> WHAT TO WORK ON: Look through the material and copy each line holding "slope".

> SUPPLIED RECORDS:
—————
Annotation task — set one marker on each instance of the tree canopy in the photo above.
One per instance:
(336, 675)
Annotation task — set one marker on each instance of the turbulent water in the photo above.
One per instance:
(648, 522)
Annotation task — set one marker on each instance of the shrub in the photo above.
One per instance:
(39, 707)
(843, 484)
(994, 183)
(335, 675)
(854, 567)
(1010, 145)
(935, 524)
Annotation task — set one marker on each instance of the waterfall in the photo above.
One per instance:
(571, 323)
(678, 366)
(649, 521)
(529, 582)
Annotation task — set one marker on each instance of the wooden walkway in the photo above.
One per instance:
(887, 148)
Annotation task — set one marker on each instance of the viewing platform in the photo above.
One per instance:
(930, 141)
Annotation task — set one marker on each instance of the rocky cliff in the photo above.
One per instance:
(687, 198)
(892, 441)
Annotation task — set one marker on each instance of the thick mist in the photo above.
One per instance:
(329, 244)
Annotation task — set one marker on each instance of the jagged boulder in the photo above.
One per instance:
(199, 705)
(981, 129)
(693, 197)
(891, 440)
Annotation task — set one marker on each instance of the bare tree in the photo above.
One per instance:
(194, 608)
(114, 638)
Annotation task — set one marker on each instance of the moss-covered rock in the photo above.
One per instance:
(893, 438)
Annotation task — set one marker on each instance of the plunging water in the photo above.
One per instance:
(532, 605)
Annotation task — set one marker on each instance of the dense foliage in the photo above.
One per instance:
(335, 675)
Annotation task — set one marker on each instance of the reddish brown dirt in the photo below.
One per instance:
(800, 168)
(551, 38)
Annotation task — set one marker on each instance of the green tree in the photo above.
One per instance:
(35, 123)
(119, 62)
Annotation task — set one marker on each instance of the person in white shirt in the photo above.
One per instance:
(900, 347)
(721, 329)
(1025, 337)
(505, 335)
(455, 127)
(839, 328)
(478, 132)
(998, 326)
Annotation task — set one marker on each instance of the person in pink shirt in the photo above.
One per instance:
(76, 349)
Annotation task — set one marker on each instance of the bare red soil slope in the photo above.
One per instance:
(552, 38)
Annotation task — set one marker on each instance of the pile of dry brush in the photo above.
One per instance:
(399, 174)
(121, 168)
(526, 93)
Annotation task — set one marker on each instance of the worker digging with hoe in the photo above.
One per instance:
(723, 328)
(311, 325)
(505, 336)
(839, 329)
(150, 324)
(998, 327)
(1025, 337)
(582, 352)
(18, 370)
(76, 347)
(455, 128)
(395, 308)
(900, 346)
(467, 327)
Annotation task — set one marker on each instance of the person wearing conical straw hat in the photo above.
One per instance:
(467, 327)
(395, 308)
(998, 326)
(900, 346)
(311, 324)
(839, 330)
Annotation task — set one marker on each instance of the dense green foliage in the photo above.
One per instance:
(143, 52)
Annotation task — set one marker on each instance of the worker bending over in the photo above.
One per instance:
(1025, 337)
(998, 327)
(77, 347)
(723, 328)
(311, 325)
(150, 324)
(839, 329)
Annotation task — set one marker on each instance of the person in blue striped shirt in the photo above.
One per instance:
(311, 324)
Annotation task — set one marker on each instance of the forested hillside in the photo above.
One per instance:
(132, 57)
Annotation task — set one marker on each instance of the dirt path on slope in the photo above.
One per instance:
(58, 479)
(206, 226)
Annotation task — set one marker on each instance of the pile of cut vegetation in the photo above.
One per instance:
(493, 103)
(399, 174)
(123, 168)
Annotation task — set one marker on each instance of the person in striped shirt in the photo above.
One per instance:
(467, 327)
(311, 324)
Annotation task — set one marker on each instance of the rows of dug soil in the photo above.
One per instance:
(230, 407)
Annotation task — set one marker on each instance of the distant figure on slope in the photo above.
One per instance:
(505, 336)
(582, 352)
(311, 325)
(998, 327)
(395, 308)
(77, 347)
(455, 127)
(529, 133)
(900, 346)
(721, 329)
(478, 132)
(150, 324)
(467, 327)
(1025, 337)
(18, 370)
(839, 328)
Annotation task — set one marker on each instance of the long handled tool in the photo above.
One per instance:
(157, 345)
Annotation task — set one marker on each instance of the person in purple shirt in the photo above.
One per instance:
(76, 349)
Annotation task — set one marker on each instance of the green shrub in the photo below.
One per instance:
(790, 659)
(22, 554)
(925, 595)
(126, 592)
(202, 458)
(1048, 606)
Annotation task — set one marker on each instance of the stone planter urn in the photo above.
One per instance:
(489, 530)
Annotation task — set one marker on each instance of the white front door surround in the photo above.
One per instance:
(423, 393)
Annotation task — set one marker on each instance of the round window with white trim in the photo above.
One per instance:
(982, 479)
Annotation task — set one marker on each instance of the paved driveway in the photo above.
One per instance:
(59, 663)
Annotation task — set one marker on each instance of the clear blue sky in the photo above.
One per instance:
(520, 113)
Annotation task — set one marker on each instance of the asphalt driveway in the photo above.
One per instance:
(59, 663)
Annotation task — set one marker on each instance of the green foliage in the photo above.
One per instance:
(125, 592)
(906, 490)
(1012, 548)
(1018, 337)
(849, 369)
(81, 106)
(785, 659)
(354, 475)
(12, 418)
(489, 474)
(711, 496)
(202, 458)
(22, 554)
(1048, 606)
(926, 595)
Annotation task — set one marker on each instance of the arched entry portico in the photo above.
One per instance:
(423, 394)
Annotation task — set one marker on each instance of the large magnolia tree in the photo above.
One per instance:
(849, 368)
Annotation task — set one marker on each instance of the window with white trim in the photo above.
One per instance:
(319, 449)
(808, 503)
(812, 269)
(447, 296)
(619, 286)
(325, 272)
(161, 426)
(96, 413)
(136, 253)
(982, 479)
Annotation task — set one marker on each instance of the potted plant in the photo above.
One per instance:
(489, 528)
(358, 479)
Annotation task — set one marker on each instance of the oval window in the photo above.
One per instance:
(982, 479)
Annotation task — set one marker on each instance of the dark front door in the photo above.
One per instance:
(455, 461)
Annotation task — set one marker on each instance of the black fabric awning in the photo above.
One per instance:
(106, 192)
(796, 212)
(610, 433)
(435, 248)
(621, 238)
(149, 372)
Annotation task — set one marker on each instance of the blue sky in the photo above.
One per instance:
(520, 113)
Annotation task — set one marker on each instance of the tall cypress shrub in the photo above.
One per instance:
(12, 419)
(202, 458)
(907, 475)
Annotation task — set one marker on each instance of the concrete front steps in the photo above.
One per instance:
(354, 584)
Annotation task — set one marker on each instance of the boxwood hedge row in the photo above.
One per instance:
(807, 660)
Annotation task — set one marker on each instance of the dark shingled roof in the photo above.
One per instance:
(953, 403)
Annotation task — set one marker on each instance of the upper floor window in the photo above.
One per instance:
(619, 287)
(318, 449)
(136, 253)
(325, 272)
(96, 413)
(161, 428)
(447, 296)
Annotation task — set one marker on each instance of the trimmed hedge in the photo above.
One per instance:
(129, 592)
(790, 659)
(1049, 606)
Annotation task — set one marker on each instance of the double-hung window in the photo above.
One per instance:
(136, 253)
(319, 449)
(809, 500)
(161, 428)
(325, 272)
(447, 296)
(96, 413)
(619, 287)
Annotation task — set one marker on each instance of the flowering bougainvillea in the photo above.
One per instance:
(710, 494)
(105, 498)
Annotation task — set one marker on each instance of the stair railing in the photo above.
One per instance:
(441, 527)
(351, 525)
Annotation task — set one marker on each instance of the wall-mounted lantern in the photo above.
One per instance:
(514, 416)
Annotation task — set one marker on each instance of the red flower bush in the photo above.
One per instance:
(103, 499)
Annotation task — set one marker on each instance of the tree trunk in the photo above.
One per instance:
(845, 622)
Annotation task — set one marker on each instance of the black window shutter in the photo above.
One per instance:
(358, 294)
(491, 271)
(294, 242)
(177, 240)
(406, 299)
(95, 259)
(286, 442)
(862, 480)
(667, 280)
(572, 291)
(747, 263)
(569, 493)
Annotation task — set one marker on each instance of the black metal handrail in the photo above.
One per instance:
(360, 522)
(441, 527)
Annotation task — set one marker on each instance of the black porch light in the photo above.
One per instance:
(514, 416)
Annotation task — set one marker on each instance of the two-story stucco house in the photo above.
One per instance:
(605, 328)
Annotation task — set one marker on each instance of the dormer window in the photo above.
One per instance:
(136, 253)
—————
> ANSWER SPACE:
Annotation task — set one marker on each instance of the bare red soil slope in the photo above.
Annotation task — set one marker on each instance of the dirt path on slope in the photo above.
Annotation task — set one marker on each instance of the distant figure on slope in the photo above.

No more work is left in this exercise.